> **Extracted records**

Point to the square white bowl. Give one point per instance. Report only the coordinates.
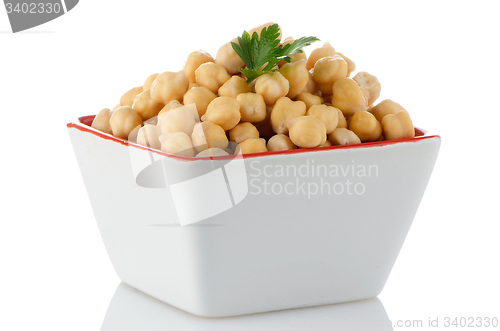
(289, 229)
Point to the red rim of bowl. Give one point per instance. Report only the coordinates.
(84, 124)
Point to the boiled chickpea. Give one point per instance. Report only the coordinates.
(101, 121)
(342, 120)
(327, 114)
(178, 120)
(280, 142)
(194, 60)
(343, 136)
(327, 70)
(125, 123)
(365, 126)
(223, 111)
(265, 128)
(253, 145)
(201, 97)
(294, 57)
(348, 96)
(242, 132)
(271, 86)
(149, 81)
(385, 107)
(207, 135)
(177, 143)
(234, 86)
(145, 106)
(169, 86)
(211, 76)
(307, 131)
(210, 152)
(325, 51)
(283, 111)
(128, 98)
(398, 126)
(370, 83)
(350, 65)
(297, 76)
(149, 136)
(311, 86)
(309, 99)
(252, 107)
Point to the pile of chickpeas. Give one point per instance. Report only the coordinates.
(307, 103)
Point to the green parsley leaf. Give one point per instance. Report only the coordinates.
(261, 55)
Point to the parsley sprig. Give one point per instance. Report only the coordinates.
(266, 50)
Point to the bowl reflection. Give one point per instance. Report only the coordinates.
(132, 310)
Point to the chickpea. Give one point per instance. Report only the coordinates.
(271, 86)
(365, 126)
(223, 111)
(101, 121)
(194, 60)
(280, 142)
(200, 97)
(149, 81)
(297, 76)
(398, 126)
(325, 51)
(307, 131)
(327, 114)
(294, 57)
(212, 76)
(348, 96)
(370, 83)
(191, 85)
(242, 132)
(385, 107)
(342, 120)
(210, 152)
(309, 99)
(234, 86)
(253, 145)
(327, 70)
(125, 123)
(327, 98)
(128, 98)
(169, 86)
(178, 120)
(343, 136)
(145, 106)
(311, 86)
(207, 135)
(177, 143)
(149, 136)
(283, 111)
(252, 107)
(351, 66)
(265, 128)
(171, 105)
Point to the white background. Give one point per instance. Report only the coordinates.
(439, 59)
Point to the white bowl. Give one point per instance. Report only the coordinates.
(132, 310)
(198, 234)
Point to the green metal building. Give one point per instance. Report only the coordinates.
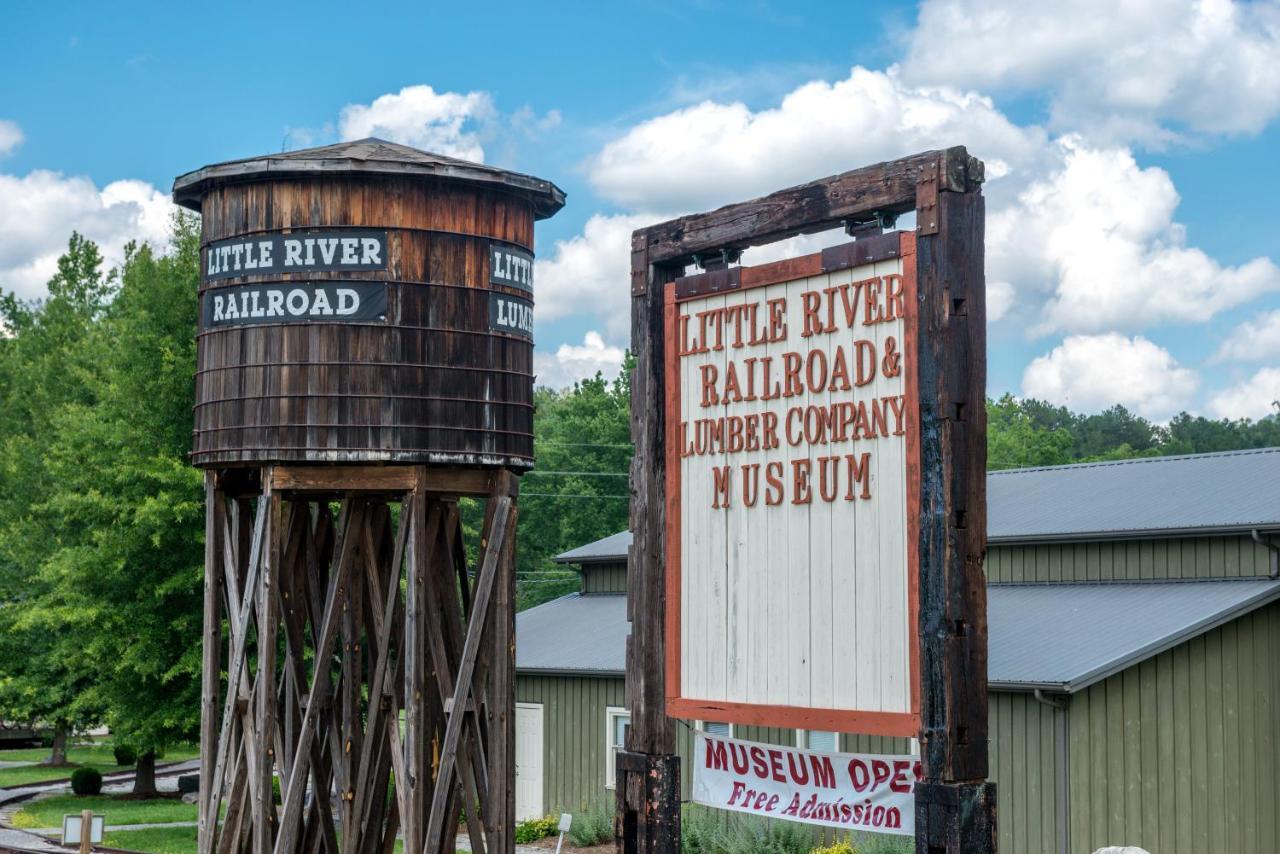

> **Assignment**
Without including any picture, retype the entries exactly.

> **Worked solution**
Point to the square white bowl. Give one point per instance. Report only the coordinates.
(289, 229)
Point to the red rim of bowl. Give one point per instance. Report only the coordinates.
(84, 124)
Point to the boiled chickpea. Give one point per instance. Report only the coordinates.
(101, 121)
(342, 120)
(327, 114)
(178, 120)
(280, 142)
(194, 60)
(343, 136)
(327, 70)
(125, 123)
(365, 126)
(223, 111)
(265, 128)
(253, 145)
(201, 97)
(294, 57)
(348, 96)
(242, 132)
(271, 86)
(149, 81)
(385, 107)
(207, 135)
(177, 143)
(234, 86)
(145, 106)
(169, 86)
(211, 76)
(307, 131)
(210, 152)
(325, 51)
(283, 111)
(128, 98)
(398, 126)
(370, 83)
(350, 65)
(297, 76)
(149, 136)
(311, 86)
(309, 99)
(252, 107)
Point to the pile of chickpeas. Give one point per instance. Report only the coordinates.
(307, 103)
Point to the green parsley leaf. Give one point per instance. Report only the coordinates.
(261, 55)
Point to the parsley sprig. Give one point per instance. Report only the coordinates.
(266, 50)
Point to the bowl reflection. Give one point per instance. Report only the coordinates.
(132, 310)
Point to the chickpea. Give one point per instance. Report only the coordinates.
(271, 86)
(365, 126)
(223, 111)
(101, 121)
(194, 60)
(280, 142)
(200, 97)
(149, 81)
(297, 76)
(398, 126)
(325, 51)
(307, 131)
(327, 114)
(294, 57)
(212, 76)
(348, 96)
(370, 83)
(191, 85)
(242, 132)
(385, 107)
(342, 120)
(210, 152)
(309, 99)
(234, 86)
(253, 145)
(327, 70)
(125, 123)
(327, 98)
(128, 98)
(169, 86)
(178, 120)
(343, 136)
(145, 106)
(311, 86)
(207, 135)
(177, 143)
(149, 136)
(283, 111)
(252, 107)
(351, 66)
(265, 128)
(171, 105)
Point to the white background. Give one point per instance. Report only the coordinates.
(439, 59)
Point to the white bowl. Give one point per instance. Report only the coordinates.
(132, 310)
(198, 234)
Point to the green metal building. Give one point per instance. Report only the coordinates.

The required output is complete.